AIM OF THE TASK: Reproduce the material below with "shoulder strap" changed to "carry handle" and every other character left as it is.

─── PROVIDED INFORMATION ───

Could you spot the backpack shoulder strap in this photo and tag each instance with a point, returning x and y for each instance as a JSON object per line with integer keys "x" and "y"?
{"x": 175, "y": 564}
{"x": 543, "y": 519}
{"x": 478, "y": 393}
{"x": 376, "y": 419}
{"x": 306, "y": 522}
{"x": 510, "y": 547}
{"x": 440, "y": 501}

───

RESULT BELOW:
Could you spot the backpack carry handle in this photo and tag each instance with a point, returning x and y for each instance as a JSON object per line with integer keys "x" and "y"?
{"x": 175, "y": 564}
{"x": 543, "y": 519}
{"x": 478, "y": 393}
{"x": 376, "y": 419}
{"x": 306, "y": 522}
{"x": 510, "y": 547}
{"x": 440, "y": 501}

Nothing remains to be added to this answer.